## REQUEST:
Nothing but the lines from the one containing "Reviewer note: every instance of the tall" through the last line should be written out, please, exactly as they stand.

** BEGIN SUPPLIED DATA **

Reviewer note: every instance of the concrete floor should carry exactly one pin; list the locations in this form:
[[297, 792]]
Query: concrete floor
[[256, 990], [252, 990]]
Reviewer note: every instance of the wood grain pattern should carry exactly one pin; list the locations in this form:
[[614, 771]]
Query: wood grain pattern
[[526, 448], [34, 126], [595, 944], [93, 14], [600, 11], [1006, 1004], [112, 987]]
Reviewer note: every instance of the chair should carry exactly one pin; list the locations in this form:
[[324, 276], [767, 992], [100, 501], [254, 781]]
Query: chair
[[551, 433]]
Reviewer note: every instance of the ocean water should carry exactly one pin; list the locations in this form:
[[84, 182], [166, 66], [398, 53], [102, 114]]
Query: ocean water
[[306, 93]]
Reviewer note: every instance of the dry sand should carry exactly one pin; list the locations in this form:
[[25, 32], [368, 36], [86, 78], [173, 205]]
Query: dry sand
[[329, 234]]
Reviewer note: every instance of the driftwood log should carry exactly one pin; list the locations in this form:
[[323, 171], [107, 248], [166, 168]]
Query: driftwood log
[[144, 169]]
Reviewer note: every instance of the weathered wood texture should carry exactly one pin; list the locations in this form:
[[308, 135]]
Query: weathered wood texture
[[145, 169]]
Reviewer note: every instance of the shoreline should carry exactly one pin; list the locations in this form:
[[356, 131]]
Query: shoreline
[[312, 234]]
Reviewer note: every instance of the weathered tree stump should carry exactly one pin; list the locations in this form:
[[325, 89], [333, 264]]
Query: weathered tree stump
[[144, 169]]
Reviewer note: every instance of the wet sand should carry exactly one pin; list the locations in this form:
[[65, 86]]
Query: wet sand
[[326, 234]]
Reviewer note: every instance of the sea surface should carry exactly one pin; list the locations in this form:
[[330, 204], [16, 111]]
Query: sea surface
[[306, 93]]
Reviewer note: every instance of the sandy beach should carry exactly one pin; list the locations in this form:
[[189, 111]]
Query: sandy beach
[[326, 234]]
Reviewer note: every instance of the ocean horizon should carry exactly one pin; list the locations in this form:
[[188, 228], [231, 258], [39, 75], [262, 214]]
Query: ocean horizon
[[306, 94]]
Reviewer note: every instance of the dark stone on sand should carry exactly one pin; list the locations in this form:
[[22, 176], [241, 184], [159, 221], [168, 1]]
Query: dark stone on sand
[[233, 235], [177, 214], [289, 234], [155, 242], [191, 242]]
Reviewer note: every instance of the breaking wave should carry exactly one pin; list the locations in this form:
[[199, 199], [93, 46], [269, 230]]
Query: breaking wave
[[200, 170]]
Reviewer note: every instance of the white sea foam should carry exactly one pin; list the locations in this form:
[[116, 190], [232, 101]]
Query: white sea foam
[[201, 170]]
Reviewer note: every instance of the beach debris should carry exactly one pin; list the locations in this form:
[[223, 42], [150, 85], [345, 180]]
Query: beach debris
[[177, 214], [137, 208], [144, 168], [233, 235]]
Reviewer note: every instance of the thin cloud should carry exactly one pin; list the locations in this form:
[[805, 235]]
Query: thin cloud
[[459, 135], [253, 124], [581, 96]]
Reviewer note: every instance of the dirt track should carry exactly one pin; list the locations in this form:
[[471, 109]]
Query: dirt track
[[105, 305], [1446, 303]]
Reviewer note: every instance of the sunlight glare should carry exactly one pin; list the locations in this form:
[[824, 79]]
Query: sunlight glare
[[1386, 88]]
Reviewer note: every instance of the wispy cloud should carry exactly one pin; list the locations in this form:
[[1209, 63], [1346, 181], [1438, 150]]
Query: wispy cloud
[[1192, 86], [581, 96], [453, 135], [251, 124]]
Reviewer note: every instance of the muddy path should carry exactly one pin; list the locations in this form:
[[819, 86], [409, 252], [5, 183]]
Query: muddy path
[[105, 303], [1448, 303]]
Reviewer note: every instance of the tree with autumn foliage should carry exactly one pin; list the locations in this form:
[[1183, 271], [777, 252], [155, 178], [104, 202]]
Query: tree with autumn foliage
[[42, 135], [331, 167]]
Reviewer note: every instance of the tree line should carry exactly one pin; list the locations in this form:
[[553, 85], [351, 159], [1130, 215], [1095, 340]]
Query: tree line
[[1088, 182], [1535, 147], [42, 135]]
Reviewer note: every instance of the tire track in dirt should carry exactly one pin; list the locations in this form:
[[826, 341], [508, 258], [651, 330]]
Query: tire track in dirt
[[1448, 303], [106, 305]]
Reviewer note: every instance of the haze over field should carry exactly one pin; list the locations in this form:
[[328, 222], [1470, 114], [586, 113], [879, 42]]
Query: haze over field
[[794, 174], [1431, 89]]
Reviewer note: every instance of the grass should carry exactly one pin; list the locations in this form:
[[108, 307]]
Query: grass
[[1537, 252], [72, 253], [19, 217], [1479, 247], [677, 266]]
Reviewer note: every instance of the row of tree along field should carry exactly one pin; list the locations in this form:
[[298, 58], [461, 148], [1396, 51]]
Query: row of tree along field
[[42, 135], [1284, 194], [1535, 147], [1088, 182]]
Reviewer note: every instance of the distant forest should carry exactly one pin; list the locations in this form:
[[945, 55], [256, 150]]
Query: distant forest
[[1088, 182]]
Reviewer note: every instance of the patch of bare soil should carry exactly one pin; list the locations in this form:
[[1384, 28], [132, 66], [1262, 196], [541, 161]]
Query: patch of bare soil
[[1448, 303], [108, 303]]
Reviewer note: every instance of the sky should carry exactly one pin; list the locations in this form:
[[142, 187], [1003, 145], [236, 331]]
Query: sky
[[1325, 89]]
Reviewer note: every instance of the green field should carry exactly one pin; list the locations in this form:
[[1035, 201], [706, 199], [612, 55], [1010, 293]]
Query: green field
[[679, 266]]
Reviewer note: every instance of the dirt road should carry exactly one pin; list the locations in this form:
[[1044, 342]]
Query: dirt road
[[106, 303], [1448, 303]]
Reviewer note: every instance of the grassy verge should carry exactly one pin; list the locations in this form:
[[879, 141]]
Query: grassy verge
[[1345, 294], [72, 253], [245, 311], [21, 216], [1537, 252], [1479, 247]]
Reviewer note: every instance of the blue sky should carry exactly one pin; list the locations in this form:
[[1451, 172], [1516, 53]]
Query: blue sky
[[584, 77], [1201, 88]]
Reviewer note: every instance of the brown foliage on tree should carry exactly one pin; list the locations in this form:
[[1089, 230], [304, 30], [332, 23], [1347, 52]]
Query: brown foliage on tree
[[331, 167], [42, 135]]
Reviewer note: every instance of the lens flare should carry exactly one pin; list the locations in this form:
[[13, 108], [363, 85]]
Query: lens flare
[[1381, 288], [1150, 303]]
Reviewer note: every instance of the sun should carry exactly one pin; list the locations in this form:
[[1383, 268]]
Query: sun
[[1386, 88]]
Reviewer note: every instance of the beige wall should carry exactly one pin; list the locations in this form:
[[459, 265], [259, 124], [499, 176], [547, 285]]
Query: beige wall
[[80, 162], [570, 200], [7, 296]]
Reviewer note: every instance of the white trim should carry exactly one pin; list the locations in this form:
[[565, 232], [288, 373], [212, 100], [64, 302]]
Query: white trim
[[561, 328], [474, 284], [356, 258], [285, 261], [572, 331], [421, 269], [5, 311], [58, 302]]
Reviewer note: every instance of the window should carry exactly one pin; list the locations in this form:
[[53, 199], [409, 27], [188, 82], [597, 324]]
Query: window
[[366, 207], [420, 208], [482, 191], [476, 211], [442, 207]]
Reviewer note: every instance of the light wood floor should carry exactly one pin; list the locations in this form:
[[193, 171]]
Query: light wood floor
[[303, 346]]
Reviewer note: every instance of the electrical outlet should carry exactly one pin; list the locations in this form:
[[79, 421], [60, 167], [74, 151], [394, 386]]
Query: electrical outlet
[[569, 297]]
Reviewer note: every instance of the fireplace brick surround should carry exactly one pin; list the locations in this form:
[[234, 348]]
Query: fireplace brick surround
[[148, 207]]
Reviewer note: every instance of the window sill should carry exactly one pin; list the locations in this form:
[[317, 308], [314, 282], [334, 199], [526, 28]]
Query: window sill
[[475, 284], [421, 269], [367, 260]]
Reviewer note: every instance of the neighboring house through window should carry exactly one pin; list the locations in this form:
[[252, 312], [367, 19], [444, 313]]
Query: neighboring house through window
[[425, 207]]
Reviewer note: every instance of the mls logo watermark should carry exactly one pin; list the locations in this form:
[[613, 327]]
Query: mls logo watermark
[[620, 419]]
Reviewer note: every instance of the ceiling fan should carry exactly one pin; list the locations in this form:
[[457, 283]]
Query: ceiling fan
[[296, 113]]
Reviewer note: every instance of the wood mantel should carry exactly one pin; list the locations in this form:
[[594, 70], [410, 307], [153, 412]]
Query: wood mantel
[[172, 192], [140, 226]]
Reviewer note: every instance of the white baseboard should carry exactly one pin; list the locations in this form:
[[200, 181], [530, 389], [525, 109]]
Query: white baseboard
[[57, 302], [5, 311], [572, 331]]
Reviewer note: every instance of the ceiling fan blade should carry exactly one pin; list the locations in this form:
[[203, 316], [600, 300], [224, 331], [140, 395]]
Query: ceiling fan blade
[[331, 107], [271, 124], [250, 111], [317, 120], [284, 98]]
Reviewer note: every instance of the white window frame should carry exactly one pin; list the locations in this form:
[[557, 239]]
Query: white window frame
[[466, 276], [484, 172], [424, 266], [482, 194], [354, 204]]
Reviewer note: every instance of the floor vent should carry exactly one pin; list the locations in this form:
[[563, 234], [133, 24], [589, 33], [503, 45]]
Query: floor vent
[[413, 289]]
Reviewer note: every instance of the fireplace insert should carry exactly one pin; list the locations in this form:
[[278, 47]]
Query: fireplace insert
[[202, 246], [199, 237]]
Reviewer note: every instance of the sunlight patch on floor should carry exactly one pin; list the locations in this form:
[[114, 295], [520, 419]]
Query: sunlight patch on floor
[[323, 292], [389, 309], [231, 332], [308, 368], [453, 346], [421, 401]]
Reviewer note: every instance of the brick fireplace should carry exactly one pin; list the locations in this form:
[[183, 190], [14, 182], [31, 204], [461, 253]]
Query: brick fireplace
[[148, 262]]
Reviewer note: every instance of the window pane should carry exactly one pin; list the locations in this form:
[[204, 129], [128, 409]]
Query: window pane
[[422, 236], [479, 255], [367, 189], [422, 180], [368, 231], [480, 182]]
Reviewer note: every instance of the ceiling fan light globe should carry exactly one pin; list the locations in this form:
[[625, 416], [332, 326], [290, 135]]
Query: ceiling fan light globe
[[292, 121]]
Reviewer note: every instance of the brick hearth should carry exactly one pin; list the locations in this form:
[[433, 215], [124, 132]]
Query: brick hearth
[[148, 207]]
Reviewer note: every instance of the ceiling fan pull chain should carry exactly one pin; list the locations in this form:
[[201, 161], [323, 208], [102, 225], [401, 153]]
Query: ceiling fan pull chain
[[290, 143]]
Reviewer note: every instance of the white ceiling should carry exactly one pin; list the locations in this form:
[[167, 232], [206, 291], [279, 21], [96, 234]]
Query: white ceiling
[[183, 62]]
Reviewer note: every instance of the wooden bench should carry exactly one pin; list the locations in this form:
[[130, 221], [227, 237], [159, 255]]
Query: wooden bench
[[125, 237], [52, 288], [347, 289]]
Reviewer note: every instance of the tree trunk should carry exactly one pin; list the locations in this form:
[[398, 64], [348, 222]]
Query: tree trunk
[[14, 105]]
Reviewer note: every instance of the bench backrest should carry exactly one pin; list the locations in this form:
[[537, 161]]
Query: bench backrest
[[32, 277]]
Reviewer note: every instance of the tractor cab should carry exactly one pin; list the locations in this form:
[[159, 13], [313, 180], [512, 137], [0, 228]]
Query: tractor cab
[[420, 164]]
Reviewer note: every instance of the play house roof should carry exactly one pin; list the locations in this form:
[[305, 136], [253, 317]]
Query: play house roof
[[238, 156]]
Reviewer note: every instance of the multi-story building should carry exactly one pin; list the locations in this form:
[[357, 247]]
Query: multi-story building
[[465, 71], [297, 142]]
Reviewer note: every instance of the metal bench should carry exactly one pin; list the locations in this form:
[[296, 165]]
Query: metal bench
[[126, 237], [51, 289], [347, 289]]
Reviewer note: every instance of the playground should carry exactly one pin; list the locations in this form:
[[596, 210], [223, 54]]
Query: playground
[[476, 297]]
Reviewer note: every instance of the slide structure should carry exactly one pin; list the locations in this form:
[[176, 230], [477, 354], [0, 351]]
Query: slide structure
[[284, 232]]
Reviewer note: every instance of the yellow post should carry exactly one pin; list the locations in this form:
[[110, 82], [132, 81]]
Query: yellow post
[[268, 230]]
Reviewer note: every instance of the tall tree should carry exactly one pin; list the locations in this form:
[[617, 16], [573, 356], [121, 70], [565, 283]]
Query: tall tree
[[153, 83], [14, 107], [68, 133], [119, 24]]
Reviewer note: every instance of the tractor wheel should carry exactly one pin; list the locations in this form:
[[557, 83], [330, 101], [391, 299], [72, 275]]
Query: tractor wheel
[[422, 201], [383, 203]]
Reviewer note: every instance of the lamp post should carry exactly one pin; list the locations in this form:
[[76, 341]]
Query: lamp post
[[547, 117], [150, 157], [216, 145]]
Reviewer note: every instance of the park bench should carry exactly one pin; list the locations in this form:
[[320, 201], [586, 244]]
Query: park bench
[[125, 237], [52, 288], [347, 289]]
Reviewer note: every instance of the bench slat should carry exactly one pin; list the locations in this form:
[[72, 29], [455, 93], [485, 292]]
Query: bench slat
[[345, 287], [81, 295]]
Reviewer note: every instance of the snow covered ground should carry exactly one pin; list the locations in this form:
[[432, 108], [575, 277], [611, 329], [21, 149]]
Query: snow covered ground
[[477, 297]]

** END SUPPLIED DATA **

## RESPONSE FOR THIS EXERCISE:
Reviewer note: every instance of the tall tree should carry exactly one pin; list the locations in this form:
[[617, 16], [573, 356], [121, 70], [565, 283]]
Query: tall tree
[[153, 83], [14, 107], [68, 133], [119, 24]]
Reviewer note: every instance of the tractor wheel should carry exactly one pin; list the locations in this form:
[[557, 83], [330, 101], [391, 299], [72, 275]]
Query: tractor wheel
[[422, 201], [383, 203]]
Reviewer note: every instance of the lamp post should carry exactly one pin; list the locations in this form:
[[76, 341]]
Query: lamp post
[[547, 117], [150, 157], [216, 145]]
Reviewer note: every instance of the park bench should carry exactly one pin; list the locations in this form:
[[320, 201], [586, 244]]
Query: park bench
[[125, 237], [52, 288], [347, 289]]
Reviewer note: every instance of the bench slat should carry exactly one pin; list the locations in this form:
[[72, 29], [455, 93], [485, 292]]
Query: bench slat
[[345, 287], [81, 295]]
Reviewer note: every instance of the snow covered ground should carry exactly one pin; list the locations in this form:
[[432, 108], [575, 277], [611, 329], [21, 149]]
Query: snow covered ground
[[477, 297]]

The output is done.